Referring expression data
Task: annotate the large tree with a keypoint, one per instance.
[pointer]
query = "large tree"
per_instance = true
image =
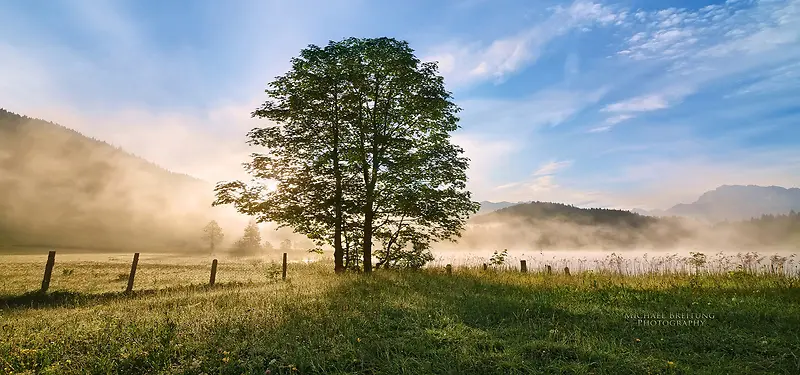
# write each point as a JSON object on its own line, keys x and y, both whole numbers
{"x": 360, "y": 149}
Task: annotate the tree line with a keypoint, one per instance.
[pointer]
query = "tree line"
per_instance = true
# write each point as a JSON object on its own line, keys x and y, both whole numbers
{"x": 358, "y": 151}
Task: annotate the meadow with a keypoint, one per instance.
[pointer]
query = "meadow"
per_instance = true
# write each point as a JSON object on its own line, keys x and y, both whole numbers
{"x": 473, "y": 321}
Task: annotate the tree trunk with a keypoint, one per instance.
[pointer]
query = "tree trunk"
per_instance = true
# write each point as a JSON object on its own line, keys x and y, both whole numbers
{"x": 368, "y": 218}
{"x": 338, "y": 253}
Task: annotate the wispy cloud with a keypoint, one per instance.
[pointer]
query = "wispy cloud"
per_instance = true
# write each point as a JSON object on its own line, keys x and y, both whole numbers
{"x": 638, "y": 104}
{"x": 552, "y": 167}
{"x": 469, "y": 63}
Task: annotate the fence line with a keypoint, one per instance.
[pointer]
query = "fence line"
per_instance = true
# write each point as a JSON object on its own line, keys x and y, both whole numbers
{"x": 51, "y": 259}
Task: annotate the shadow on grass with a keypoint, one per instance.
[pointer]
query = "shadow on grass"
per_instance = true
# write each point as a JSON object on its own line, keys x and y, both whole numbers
{"x": 40, "y": 300}
{"x": 392, "y": 323}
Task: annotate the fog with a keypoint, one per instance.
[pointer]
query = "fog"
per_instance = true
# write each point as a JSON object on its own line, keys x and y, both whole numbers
{"x": 663, "y": 245}
{"x": 61, "y": 189}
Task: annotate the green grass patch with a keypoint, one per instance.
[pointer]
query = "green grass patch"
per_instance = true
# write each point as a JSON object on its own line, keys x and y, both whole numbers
{"x": 470, "y": 322}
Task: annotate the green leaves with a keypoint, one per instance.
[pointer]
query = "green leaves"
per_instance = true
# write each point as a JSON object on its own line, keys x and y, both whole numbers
{"x": 360, "y": 149}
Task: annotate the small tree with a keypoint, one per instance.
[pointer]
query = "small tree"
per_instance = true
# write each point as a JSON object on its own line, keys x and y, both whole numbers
{"x": 212, "y": 235}
{"x": 498, "y": 259}
{"x": 250, "y": 243}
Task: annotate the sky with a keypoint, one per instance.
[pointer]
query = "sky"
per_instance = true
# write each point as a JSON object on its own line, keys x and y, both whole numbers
{"x": 631, "y": 104}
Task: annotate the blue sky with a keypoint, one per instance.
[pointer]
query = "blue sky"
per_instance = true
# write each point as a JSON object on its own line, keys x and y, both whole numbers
{"x": 614, "y": 104}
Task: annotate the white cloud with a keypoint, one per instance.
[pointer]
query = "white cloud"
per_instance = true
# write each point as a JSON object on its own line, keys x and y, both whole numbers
{"x": 464, "y": 64}
{"x": 600, "y": 129}
{"x": 552, "y": 167}
{"x": 638, "y": 104}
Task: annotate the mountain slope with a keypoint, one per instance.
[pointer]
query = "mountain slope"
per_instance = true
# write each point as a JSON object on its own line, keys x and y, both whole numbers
{"x": 487, "y": 206}
{"x": 60, "y": 188}
{"x": 737, "y": 202}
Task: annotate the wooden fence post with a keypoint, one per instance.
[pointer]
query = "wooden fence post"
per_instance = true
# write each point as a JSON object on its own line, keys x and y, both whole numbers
{"x": 284, "y": 266}
{"x": 213, "y": 272}
{"x": 48, "y": 270}
{"x": 133, "y": 273}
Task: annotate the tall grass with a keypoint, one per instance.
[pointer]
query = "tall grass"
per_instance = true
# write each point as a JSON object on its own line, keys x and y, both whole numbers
{"x": 497, "y": 321}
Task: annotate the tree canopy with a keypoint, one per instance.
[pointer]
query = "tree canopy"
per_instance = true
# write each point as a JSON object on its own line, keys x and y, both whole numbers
{"x": 360, "y": 149}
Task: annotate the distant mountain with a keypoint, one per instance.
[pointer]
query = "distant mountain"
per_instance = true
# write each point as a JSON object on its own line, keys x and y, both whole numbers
{"x": 737, "y": 202}
{"x": 60, "y": 188}
{"x": 541, "y": 211}
{"x": 487, "y": 206}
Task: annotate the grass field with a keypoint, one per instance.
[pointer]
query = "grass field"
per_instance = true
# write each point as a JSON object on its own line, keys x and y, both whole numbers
{"x": 470, "y": 322}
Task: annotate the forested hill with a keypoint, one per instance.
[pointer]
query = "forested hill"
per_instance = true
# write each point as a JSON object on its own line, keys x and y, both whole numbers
{"x": 535, "y": 211}
{"x": 60, "y": 188}
{"x": 543, "y": 225}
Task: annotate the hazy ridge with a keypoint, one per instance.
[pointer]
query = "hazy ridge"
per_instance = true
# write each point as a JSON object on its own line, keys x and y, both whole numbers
{"x": 59, "y": 187}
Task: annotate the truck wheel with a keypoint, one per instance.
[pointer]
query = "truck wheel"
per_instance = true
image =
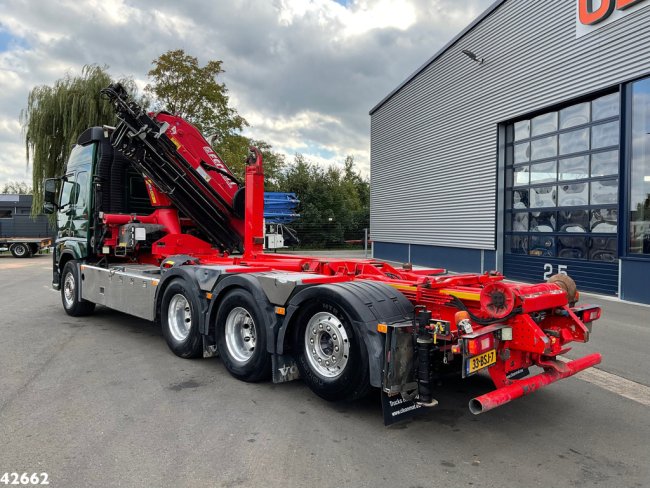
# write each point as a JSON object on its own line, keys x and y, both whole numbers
{"x": 179, "y": 316}
{"x": 241, "y": 337}
{"x": 331, "y": 357}
{"x": 69, "y": 292}
{"x": 20, "y": 250}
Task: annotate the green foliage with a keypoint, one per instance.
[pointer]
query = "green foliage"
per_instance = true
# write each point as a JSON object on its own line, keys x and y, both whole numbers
{"x": 233, "y": 149}
{"x": 180, "y": 86}
{"x": 334, "y": 202}
{"x": 17, "y": 188}
{"x": 56, "y": 115}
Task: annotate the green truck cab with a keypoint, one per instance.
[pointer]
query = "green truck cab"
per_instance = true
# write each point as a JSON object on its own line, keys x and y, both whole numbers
{"x": 83, "y": 192}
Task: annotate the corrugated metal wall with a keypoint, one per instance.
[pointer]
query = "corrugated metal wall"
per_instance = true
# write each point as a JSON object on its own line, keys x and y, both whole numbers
{"x": 20, "y": 224}
{"x": 434, "y": 143}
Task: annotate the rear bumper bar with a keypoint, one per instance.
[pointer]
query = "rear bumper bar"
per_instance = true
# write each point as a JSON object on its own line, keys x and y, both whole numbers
{"x": 519, "y": 388}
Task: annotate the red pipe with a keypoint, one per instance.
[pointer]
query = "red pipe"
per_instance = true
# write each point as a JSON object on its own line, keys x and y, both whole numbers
{"x": 523, "y": 387}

• REQUIRED WORK
Report each line of the data that includes the string "fence".

• SOLUTION TO THIS PROBLEM
Task: annotate the fence line with a keypoint, one per instance.
query = "fence line"
Task: annotate the wooden fence post with a keypoint, one per instance.
query = "wooden fence post"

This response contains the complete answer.